Presidente da OAB-MG fala sobre as mudanças radicais que vem promovendo na entidade

Raimundo Cândido destaca que batalha pela valorização dos advogados e critica baixa qualidade no ensino do Direito


postado em 08/01/2020 16:01 / atualizado em 15/01/2020 13:55

(foto: Alexandre Rezende/Encontro)
(foto: Alexandre Rezende/Encontro)
Este conteúdo integra o especial "Quem é Quem no Direito em Minas Gerais 2019/2020", produzido pela revista Encontro. Clique aqui para acessar a edição digital completa

Raimundo Cândido Júnior, aos 68 anos, está bem à vontade na cadeira de presidente da seção mineira da Ordem dos Advogados do Brasil (OAB-MG). Também pudera. Foi eleito no fim de 2018 para o quinto mandato - o último foi concluído em 2009. Contudo, estar "à vontade" não significa acomodado, ao contrário: "Tivemos de demitir cerca de 140 funcionários, sem que isso comprometesse os trabalhos. Nossa entidade estava inchada", diz ele, depois de revelar que herdou a administração com dívida de 44 milhões de reais. Inquieto e com a força de um trator, Raimundo trava outra batalha: fazer com que os colegas de profissão se valorizem. "Há profissionais novos fazendo diligências por 10 reais", diz. Ele rechaça o fim do tradicional exame que permite o bacharel advogar, mesmo com o alto índice de reprovação. "Não é o exame que é muito exigente; é a qualidade dos candidatos que é ruim", afirma o belo-horizontino, que começou na carreira na década de 1970. A Encontro, Raimundo falou sobre os desafios atuais da categoria, criticou o alto número de faculdades de Direito e repercutiu a aprovação da lei que criminaliza a violação das prerrogativas da profissão.

  • Quem é: Raimundo Cândido Júnior, 68 anos

  • Origem: Belo Horizonte (MG)
--
* TAREFAS OBRIGATÓRIAS *
**a.** Segundo o texto sobre o presidente da OAB-MG, de quanto era a dívida da administração que ele herdou?
**b.** Escreva a continuação do texto sobre o presidente da OAB-MG, começando logo após a última linha apresentada.

* MATERIAL REUNIDO *
--
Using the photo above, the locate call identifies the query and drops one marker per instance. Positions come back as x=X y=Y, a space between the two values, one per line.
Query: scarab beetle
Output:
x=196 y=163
--
* RESPOSTAS POR TAREFA *
**a.** 44 milhões de reais.

**b.**
  • Formação: Graduado e doutor em Direito pela Universidade Federal de Minas Gerais (UFMG)

  • Carreira: Presidente da OAB-MG (2019-2021), já comandou a entidade nos anos de 1993-1994, 1995-1997, 2004-2006 e 2007-2009. É Procurador Regional da República aposentado e professor da Universidade Fumec

ENCONTRO - Este é seu quinto mandato à frente da OAB-MG. O último encerrou-se em 2009. As principais demandas da classe mudaram de lá para cá?

RAIMUNDO CÂNDIDO JR. - Sim. Hoje, temos o processo eletrônico que não existia naquela época. Isso cria uma dificuldade para os advogados, por isso estamos promovendo cursos para treiná-los para essa nova realidade. Outra mudança é o crescimento acentuado do número de advogados por causa da quantidade de faculdades de Direito. Temos verificado o empobrecimento da classe por causa da situação do país e também por causa dessa quantidade excessiva de advogados. Há profissionais mais novos cobrando 10 reais por diligências. Atualmente, há em Minas Gerais 118 mil inscritos na OAB, e no Brasil são 1,1 milhão. Apenas neste primeiro ano de mandato recebemos 8 mil advogados.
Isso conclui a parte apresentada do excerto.